--- Start ---

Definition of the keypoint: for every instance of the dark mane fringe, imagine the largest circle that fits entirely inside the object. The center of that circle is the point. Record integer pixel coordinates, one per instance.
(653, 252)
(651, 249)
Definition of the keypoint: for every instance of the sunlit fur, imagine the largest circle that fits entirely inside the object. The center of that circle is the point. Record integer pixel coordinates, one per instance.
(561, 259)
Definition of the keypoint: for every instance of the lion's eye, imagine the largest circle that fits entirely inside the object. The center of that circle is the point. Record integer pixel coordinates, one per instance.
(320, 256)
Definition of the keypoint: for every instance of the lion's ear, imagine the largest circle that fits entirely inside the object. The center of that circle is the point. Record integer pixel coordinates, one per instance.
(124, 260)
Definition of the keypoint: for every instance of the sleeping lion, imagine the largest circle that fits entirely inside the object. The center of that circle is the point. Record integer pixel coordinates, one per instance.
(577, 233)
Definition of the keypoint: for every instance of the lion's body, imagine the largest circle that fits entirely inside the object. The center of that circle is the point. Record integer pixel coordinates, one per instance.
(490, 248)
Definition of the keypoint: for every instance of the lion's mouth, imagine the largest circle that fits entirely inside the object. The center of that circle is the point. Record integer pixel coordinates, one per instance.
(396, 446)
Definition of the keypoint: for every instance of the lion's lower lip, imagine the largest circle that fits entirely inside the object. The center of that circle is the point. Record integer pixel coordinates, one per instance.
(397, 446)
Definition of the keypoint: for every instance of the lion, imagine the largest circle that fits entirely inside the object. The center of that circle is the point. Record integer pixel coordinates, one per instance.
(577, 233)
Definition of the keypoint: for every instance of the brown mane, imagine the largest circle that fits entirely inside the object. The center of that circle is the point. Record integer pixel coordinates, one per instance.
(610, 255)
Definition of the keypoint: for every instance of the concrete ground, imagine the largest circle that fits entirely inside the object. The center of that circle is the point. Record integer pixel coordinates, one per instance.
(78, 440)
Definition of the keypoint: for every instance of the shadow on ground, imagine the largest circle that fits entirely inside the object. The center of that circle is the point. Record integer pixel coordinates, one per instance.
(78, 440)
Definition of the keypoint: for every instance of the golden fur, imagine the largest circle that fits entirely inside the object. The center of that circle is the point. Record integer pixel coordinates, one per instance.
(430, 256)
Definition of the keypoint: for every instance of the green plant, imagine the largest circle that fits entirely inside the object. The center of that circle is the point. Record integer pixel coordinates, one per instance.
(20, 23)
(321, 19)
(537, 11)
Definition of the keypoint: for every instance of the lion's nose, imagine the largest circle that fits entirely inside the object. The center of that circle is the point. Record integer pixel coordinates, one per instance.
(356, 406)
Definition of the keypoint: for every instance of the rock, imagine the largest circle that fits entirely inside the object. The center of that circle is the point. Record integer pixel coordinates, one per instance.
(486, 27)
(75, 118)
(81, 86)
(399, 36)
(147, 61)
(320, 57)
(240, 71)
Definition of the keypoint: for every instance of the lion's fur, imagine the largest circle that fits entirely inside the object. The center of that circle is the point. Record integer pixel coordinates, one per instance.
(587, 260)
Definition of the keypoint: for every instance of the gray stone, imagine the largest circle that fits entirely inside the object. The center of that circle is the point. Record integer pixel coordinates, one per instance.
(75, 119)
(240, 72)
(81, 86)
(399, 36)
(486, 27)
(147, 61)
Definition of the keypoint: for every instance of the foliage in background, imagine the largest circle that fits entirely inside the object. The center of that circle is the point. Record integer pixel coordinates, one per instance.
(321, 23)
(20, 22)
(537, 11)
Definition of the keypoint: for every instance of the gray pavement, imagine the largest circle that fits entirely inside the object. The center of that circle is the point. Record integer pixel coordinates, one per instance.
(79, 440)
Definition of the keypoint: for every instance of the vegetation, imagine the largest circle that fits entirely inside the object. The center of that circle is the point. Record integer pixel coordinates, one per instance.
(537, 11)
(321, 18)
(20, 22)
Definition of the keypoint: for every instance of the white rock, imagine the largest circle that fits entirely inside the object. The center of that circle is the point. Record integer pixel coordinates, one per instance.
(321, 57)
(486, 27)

--- End ---

_The request_.
Lay out the full material above as a Markdown table with the columns "Row" and "Line," giving one numbered row per line and skipping any blank lines.

_Right answer_.
| Row | Line |
|---|---|
| 1 | Definition of the keypoint: for every instance of the dark mane fringe, imagine the largest circle that fits entirely inside the object. The center of that circle is the point. Record integer pixel coordinates, one per instance. |
| 2 | (653, 252) |
| 3 | (651, 249) |
| 4 | Definition of the keypoint: for every instance of the sunlit fur, imagine the largest circle that fits entirely inside the object. The center of that circle is the point. Record integer pixel coordinates, one per instance. |
| 5 | (561, 259) |
| 6 | Definition of the keypoint: for every instance of the lion's eye, imagine the largest circle that fits entirely inside the object. The center of that circle is the point. Record integer pixel coordinates, one per instance. |
| 7 | (320, 256) |
| 8 | Definition of the keypoint: for every instance of the lion's ear, imagine the largest circle that fits entirely inside the object. The center of that circle is the point. Record integer pixel coordinates, one per instance. |
| 9 | (124, 260) |
| 10 | Definition of the keypoint: for every instance of the sleeping lion, imagine the largest circle that fits entirely inside the object. The center of that circle is the point. Record integer pixel coordinates, one per instance. |
| 11 | (577, 233) |
| 12 | Definition of the keypoint: for every instance of the lion's body, imagine the largest circle that fits entirely inside the object. The center of that circle is the point. Record integer pixel coordinates, one per instance. |
| 13 | (490, 248) |
| 14 | Definition of the keypoint: for every instance of the lion's mouth, imagine the largest circle that fits entirely inside the object. The center of that circle is the point. Record integer pixel coordinates, one per instance. |
| 15 | (396, 446) |
| 16 | Definition of the keypoint: for every instance of the lion's lower lip, imagine the largest circle that fits entirely inside the object. The center of that circle is the point. Record integer pixel coordinates, one per instance. |
| 17 | (397, 446) |
| 18 | Definition of the keypoint: for every instance of the lion, imagine the largest circle that fits entirely inside the object. The center of that circle is the point. Record integer pixel coordinates, one per instance. |
| 19 | (577, 233) |
| 20 | Definition of the keypoint: for every instance of the brown mane, imagine the largest circle that fits entirely inside the object. The center of that circle is the point. Record integer pixel coordinates, one per instance. |
| 21 | (610, 255) |
| 22 | Definition of the keypoint: for every instance of the concrete ground, imagine the largest circle that fits entirely inside the object. The center of that circle is the point. Record integer pixel coordinates, one per instance. |
| 23 | (78, 440) |
| 24 | Definition of the keypoint: for every instance of the shadow on ground, imagine the largest circle that fits entirely inside the object. The center of that circle is the point. Record integer pixel coordinates, one per instance. |
| 25 | (78, 440) |
| 26 | Definition of the keypoint: for every instance of the golden fur, imagine the largest circle that fits entirely inside the object. The center of that circle is the point. Record integer pixel coordinates, one per instance. |
| 27 | (430, 256) |
| 28 | Definition of the keypoint: for every instance of the green plant, imagine the largest circle that fits entirely inside the object. The center of that circle is the point. Record integer pixel coordinates, one per instance. |
| 29 | (20, 23) |
| 30 | (321, 19) |
| 31 | (537, 11) |
| 32 | Definition of the keypoint: for every instance of the lion's nose, imagine the largest circle that fits entirely inside the object. The center of that circle is the point. Record integer pixel coordinates, one per instance. |
| 33 | (356, 406) |
| 34 | Definition of the keypoint: for every instance of the rock, imagine the largest circle that fits entirely inside the object. The center of that circle is the point. Record integer pixel coordinates, one per instance. |
| 35 | (486, 27) |
| 36 | (75, 118) |
| 37 | (81, 86) |
| 38 | (399, 36) |
| 39 | (147, 61) |
| 40 | (320, 57) |
| 41 | (240, 71) |
| 42 | Definition of the keypoint: for every instance of the lion's fur, imagine the largest circle that fits entirely inside the object. The center of that circle is the point. Record integer pixel coordinates, one per instance. |
| 43 | (587, 260) |
| 44 | Definition of the keypoint: for every instance of the gray stone, imagine the largest circle that fits entirely inside the object. The center of that circle is the point. Record integer pixel coordinates, one per instance. |
| 45 | (75, 119) |
| 46 | (240, 72) |
| 47 | (81, 86) |
| 48 | (399, 36) |
| 49 | (486, 27) |
| 50 | (147, 61) |
| 51 | Definition of the keypoint: for every instance of the foliage in background, imagine the largest circle that fits entirely inside the object. The center of that circle is the point. Record integer pixel coordinates, one per instance. |
| 52 | (321, 23) |
| 53 | (20, 22) |
| 54 | (537, 11) |
| 55 | Definition of the keypoint: for every instance of the gray pavement, imagine the largest circle that fits entirely inside the object. The center of that circle is the point. Record integer pixel coordinates, one per instance. |
| 56 | (79, 440) |
| 57 | Definition of the keypoint: for every instance of the vegetation, imagine the largest circle that fits entirely inside the object. The center of that circle is the point. Record integer pixel coordinates, one per instance. |
| 58 | (537, 11) |
| 59 | (321, 18) |
| 60 | (20, 22) |
| 61 | Definition of the keypoint: for every instance of the white rock, imagine the largest circle that fits entirely inside the object. The center of that circle is the point. Record integer pixel coordinates, one per instance. |
| 62 | (321, 57) |
| 63 | (486, 27) |